**TEXT PASSAGE**
------------------------------------------------
This post explains how Fn users can use GraalVM and the benefits GraalVM and its Ahead-of-Time (AOT) compiler bring to Serverless Java functions.
Fn Project is an open-source, container-native, polyglot FaaS (Function as a Service) platform.
Fn is open-source, one can run Fn on-premises and/or in the cloud; running Fn on a laptop is also convenient for experimentation and development.
Fn is container-native as it leverages Docker. In a nutshell, serverless functions are automatically wrapped into Docker container images (but advanced users can also provide their own Dockerfile!). Fn will take care of all the plumbing, from the creation of the function Docker image to the interaction between the function and the Fn platform to the scaling of this same function, etc.
Finally, Fn is polyglot as it offers multiple FDKs (Function Development Kit) to easily write serverless functions using popular languages such as Java, Go, Node, etc. And given that Fn uses Docker under the hood, it is also trivial to add support for additional languages.
This article will focus on a specific GraalVM capability, i.e. GraalVM Ahead-of-time Compilation (AOT) and more specifically on GraalVM native-image feature with Java functions.
Your First GraalVM Serverless Function
Building GraalVM based Java functions is very similar to building and deploying “regular” Java functions so it is a good idea to familiarize yourself with the Java FDK tutorial.
The only requirement to run Fn locally is to have Docker (17.10+) installed and running. You then only need to install the Fn CLI which will in turn install Fn in your local Docker.
To bootstrap a GraalVM based Java function, simply use the following
fn init --init-image fnproject/fn-java-native-init myfunc
If you compare this to the approach used for generating a “regular” Java function, the key difference is that we instruct the Fn CLI to rely the fnproject/fn-java-native-init Docker init-image (see here for more details on init-image) to generate a boilerplate GraalVM based Java function (instead of relying on the regular java runtime option).
------------------------------------------------
Excerpts from a point labeling dataset:

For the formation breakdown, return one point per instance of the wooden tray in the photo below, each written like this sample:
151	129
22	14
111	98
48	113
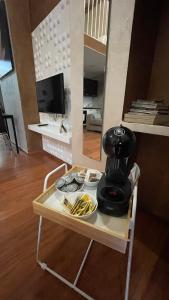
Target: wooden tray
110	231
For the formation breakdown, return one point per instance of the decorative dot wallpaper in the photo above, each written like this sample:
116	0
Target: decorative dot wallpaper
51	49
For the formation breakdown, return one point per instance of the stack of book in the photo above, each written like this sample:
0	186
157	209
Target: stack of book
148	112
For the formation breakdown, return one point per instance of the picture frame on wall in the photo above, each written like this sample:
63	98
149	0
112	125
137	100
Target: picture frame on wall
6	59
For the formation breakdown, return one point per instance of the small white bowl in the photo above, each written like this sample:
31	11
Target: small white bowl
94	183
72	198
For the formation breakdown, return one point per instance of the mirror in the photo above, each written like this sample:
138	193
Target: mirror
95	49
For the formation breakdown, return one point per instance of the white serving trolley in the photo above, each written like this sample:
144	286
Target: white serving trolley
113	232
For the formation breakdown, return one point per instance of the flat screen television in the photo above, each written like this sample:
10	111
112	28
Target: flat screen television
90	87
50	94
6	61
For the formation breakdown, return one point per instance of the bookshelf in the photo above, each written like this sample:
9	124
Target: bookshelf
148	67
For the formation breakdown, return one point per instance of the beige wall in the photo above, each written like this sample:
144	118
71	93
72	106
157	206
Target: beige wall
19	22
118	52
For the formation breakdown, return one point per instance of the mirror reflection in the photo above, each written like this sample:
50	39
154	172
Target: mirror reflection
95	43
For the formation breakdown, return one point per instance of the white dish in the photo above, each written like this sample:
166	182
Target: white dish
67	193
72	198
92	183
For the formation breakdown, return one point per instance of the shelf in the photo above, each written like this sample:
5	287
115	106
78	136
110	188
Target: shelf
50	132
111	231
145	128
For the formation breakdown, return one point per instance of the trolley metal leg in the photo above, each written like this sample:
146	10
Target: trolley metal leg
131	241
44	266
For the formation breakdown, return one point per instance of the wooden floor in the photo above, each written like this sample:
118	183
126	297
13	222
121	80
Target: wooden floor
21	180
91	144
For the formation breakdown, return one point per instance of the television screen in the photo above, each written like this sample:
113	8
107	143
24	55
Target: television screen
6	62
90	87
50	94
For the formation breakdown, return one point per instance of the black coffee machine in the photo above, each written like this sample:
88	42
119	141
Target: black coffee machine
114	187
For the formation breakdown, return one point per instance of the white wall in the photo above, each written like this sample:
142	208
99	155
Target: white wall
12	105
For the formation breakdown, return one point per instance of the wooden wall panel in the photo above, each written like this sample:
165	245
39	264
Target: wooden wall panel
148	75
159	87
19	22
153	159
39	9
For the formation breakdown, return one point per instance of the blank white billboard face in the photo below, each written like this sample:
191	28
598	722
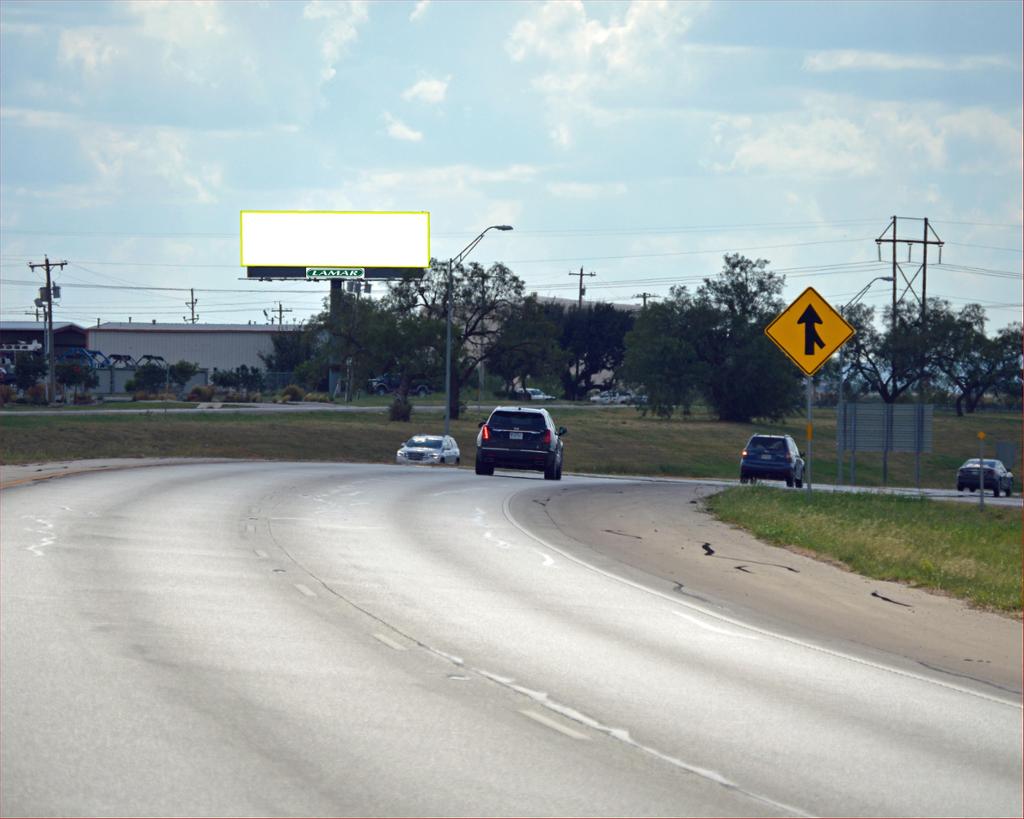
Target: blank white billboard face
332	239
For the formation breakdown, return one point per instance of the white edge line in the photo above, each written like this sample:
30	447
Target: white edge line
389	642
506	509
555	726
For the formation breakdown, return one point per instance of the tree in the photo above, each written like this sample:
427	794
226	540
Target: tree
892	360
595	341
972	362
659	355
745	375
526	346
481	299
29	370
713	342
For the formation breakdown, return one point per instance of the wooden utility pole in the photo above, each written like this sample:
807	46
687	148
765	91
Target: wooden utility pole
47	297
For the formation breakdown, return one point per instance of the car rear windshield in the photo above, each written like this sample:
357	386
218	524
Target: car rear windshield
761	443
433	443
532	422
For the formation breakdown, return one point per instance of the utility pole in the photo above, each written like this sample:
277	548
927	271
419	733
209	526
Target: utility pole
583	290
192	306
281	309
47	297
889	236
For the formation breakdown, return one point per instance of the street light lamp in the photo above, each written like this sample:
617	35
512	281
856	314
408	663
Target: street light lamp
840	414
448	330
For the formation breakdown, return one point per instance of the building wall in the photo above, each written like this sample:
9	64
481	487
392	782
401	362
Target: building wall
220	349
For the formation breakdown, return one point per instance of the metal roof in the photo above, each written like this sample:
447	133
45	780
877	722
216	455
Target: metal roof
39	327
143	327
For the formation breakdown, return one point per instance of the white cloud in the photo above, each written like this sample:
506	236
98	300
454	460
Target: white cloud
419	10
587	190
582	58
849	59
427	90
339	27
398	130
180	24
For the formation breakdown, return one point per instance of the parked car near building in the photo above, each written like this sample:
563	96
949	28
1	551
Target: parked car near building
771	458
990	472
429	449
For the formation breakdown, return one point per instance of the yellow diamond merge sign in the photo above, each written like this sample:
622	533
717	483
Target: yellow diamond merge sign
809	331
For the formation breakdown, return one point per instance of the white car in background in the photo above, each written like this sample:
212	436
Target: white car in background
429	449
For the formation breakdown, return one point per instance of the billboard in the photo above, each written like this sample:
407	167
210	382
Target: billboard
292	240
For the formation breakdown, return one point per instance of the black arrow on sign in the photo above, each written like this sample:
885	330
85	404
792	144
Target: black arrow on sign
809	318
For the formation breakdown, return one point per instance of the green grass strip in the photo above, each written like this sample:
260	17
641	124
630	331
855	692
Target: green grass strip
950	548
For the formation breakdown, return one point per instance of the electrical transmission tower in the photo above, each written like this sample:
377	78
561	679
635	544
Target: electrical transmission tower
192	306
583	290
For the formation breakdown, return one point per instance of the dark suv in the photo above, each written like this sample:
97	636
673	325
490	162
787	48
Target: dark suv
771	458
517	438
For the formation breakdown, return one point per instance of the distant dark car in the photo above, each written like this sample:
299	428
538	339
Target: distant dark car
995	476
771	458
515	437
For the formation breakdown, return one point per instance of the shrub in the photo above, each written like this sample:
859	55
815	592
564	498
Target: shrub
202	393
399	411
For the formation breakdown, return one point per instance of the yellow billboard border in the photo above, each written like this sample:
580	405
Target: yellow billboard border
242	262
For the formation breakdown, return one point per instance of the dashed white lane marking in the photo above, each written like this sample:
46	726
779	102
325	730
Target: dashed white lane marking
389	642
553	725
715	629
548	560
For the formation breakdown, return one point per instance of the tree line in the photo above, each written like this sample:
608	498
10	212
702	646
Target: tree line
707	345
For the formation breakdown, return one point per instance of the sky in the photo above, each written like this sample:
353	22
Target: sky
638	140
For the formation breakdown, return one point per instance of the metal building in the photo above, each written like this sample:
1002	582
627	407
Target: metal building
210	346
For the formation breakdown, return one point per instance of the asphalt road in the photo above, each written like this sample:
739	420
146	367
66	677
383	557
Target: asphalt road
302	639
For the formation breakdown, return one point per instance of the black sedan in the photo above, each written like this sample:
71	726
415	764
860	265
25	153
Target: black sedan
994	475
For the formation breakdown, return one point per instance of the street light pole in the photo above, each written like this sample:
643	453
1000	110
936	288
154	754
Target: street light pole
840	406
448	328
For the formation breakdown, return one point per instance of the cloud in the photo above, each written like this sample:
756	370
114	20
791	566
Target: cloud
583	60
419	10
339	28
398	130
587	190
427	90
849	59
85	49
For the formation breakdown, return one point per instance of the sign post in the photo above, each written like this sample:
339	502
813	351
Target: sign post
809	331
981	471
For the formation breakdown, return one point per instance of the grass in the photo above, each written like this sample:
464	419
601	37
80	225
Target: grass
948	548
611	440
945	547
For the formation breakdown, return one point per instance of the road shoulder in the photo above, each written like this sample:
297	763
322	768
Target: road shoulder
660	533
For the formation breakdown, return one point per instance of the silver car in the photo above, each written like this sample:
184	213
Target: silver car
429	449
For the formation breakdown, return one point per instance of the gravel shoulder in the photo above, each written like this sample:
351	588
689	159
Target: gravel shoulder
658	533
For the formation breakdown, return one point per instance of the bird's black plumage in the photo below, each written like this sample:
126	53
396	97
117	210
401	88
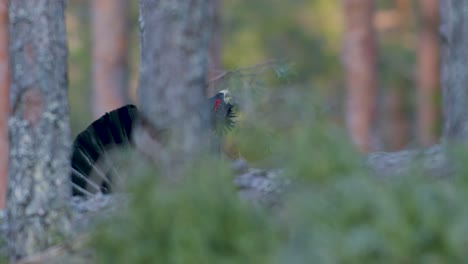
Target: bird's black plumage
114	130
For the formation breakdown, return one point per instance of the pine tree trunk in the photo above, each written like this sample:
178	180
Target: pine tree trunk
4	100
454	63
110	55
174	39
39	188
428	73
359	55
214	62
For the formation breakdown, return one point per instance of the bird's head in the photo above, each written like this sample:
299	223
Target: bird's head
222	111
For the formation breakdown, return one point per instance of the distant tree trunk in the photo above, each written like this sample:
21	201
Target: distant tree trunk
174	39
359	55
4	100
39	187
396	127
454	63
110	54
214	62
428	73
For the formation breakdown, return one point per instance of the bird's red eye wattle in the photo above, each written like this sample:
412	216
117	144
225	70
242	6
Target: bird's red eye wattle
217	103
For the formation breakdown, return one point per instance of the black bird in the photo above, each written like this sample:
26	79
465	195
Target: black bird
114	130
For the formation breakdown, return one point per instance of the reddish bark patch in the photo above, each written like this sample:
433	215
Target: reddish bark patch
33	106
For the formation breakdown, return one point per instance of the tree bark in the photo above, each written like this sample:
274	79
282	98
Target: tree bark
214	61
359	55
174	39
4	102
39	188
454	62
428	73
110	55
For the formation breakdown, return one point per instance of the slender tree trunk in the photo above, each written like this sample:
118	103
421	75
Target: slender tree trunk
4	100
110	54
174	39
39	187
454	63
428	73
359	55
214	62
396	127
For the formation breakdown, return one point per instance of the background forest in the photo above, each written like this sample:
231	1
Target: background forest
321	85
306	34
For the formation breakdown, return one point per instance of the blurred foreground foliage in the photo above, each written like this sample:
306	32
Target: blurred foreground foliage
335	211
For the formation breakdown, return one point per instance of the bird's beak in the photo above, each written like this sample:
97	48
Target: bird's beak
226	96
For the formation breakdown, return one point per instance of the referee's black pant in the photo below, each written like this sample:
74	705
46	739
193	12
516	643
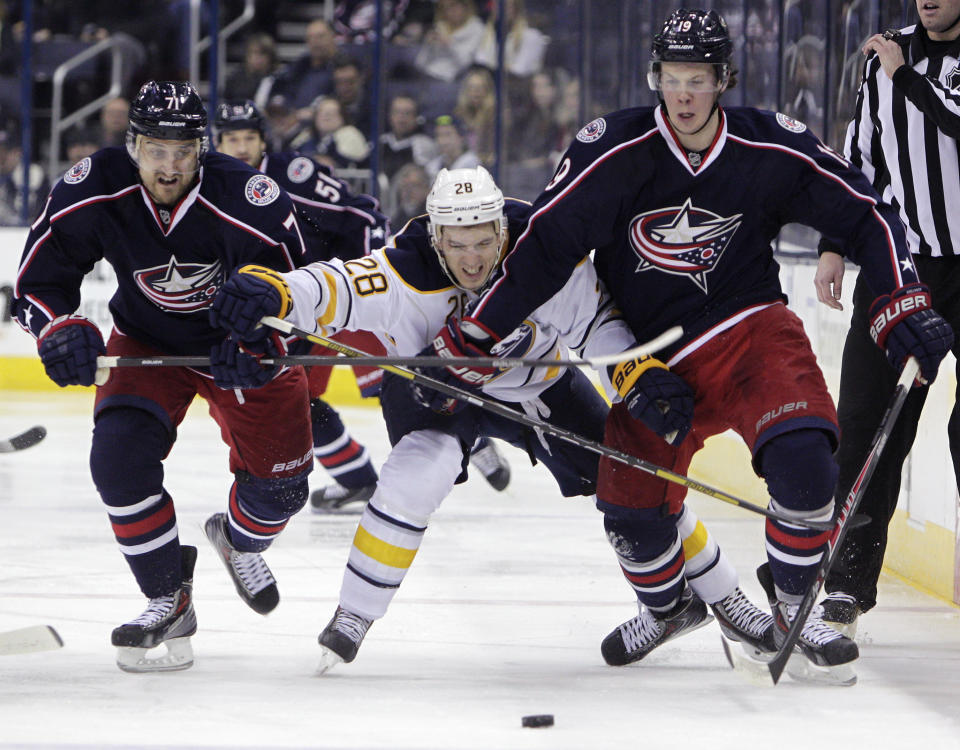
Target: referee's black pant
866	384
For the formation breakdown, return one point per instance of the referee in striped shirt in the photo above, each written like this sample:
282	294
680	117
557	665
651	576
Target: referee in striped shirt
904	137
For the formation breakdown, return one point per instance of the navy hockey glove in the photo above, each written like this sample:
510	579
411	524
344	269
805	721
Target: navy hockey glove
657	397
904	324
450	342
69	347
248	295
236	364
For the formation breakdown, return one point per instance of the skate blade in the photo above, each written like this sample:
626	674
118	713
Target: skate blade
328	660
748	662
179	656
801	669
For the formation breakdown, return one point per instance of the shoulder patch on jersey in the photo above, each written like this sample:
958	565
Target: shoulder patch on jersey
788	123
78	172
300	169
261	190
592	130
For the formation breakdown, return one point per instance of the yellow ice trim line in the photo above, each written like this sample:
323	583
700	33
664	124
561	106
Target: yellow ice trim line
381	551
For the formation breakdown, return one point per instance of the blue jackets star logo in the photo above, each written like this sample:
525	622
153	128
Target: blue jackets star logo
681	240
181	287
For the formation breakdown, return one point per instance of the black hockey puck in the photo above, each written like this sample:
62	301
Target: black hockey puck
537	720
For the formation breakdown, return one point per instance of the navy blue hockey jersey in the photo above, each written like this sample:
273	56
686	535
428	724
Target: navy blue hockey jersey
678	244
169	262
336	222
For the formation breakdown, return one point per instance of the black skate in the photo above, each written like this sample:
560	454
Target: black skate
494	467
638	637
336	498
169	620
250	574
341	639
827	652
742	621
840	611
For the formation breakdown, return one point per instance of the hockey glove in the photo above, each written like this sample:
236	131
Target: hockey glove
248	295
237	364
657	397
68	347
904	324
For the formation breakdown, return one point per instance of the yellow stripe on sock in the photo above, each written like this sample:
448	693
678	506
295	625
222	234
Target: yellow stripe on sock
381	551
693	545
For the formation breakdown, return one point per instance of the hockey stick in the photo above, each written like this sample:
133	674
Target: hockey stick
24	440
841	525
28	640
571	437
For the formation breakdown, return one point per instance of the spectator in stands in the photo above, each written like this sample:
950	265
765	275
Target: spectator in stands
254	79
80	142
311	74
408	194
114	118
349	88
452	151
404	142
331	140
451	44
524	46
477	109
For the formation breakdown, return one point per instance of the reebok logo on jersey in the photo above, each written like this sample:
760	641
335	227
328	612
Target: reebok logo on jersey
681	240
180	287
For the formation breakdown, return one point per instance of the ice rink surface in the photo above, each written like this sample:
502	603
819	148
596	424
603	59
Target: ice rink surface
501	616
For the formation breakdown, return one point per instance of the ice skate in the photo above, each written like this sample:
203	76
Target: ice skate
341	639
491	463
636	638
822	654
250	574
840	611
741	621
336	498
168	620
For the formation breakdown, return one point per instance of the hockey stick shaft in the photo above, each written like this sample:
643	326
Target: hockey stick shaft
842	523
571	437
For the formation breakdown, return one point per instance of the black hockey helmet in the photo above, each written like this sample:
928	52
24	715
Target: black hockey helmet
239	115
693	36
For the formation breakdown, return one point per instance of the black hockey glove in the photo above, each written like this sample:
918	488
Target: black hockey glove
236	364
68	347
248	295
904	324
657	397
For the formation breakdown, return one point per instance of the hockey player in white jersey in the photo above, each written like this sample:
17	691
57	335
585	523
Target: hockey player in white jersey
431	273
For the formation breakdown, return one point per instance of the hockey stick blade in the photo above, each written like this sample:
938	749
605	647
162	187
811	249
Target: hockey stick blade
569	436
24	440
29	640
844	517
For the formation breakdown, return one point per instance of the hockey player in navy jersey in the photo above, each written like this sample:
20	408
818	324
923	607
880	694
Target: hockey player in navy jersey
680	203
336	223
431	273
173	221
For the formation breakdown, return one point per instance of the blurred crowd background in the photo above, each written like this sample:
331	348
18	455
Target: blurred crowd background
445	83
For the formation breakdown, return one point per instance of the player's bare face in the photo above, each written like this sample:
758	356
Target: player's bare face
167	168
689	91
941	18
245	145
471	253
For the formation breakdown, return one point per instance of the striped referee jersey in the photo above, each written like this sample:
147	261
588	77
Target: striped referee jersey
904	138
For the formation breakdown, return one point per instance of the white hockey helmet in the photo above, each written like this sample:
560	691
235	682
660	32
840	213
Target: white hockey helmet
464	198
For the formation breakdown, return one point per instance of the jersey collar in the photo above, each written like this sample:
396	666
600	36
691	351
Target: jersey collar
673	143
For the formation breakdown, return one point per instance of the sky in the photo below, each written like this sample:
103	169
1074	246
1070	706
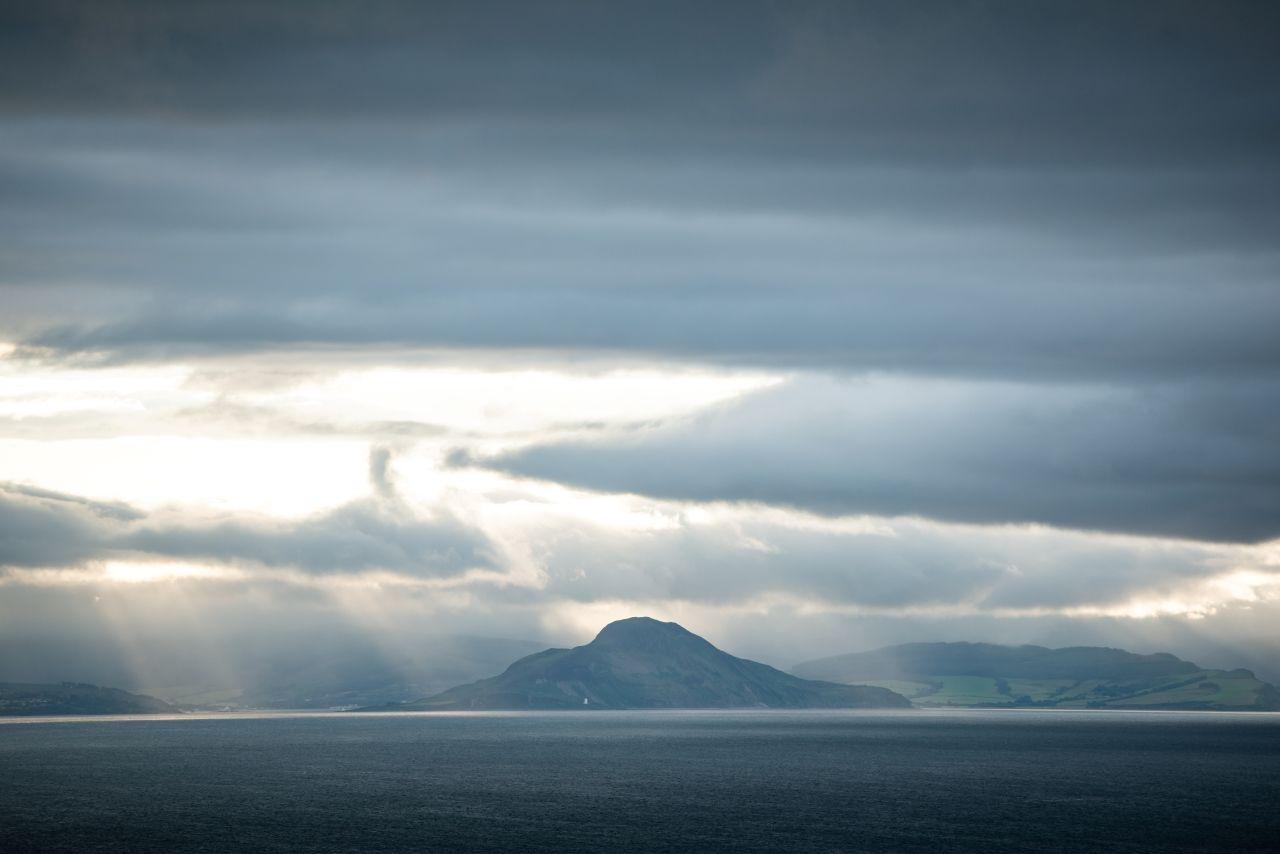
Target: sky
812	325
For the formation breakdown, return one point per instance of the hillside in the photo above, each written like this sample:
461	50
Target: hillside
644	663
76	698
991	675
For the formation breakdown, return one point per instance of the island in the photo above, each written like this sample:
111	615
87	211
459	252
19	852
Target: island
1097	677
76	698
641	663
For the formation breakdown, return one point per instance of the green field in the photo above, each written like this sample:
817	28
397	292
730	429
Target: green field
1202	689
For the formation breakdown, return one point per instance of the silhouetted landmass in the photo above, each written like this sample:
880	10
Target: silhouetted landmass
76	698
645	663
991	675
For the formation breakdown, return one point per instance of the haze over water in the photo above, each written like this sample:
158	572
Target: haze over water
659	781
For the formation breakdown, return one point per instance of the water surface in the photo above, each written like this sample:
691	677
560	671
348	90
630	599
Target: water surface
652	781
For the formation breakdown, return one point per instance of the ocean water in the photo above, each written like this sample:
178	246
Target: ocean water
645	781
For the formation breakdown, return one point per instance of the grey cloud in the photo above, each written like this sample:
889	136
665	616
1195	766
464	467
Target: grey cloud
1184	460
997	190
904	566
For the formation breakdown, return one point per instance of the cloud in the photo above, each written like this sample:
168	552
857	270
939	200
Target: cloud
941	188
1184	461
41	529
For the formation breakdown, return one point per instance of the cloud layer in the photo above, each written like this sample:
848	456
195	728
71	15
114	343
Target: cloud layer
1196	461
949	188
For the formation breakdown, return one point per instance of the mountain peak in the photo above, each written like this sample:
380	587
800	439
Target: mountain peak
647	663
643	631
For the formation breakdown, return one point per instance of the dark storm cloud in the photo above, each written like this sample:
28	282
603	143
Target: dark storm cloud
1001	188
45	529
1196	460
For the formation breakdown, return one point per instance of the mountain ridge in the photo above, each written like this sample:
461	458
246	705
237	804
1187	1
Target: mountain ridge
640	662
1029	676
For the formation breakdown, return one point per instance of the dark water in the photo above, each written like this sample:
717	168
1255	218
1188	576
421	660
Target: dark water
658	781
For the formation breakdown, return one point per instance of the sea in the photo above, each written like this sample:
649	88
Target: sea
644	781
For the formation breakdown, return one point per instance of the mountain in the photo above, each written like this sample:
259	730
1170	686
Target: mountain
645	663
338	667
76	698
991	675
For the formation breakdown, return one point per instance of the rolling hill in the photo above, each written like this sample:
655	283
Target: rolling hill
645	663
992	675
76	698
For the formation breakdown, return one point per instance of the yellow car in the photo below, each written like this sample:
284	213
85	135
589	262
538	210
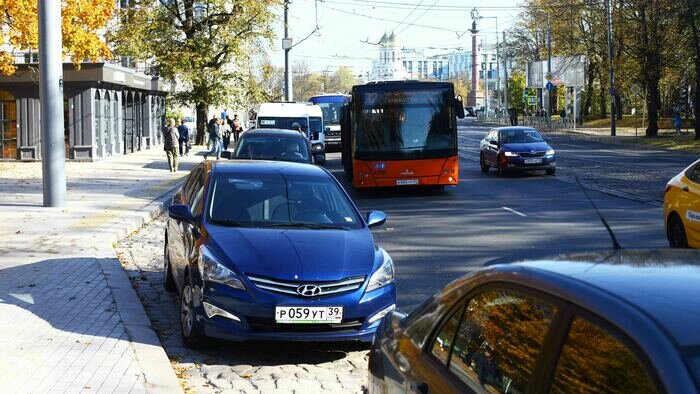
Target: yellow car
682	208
------------------------------------------------
**TASKS TO COMPLETE**
a. According to the Fn Project text, what version of Docker must be installed and running to use Fn locally?
b. Extend the Fn Project text, starting right after its final sentence.

**THE ANSWERS**
a. Docker 17.10 or later.

b.
You should see the following output…
You can now check the different files that have been generated by looking into the myfunc directory. And unless you are in the business of writing “Hello World”, you will at least tweak the sources of the Java function located in src/main/ and its corresponding tests in src/test.
The func.yaml contains some meta-data related to the function (its version, its name, etc.). It is very similar to a regular Java func.yaml, the only difference being the runtime entry. The Java function uses the java runtime while the GraalVM native-image function rely on the default Docker runtime which also explains the presence of a Dockerfile.
Assuming that Fn is running (
fn start), you can now deploy the function that you have just created. Fn uses the notion of “application” to logically group related functions. You simply specify this application (myapp in this case) during the deployment of the function. We don’t specify the function given that we are in the function directory.
fn deploy --local --app myapp
—-local argument is used to instruct Fn to not push the newly generated function Docker image to a registry.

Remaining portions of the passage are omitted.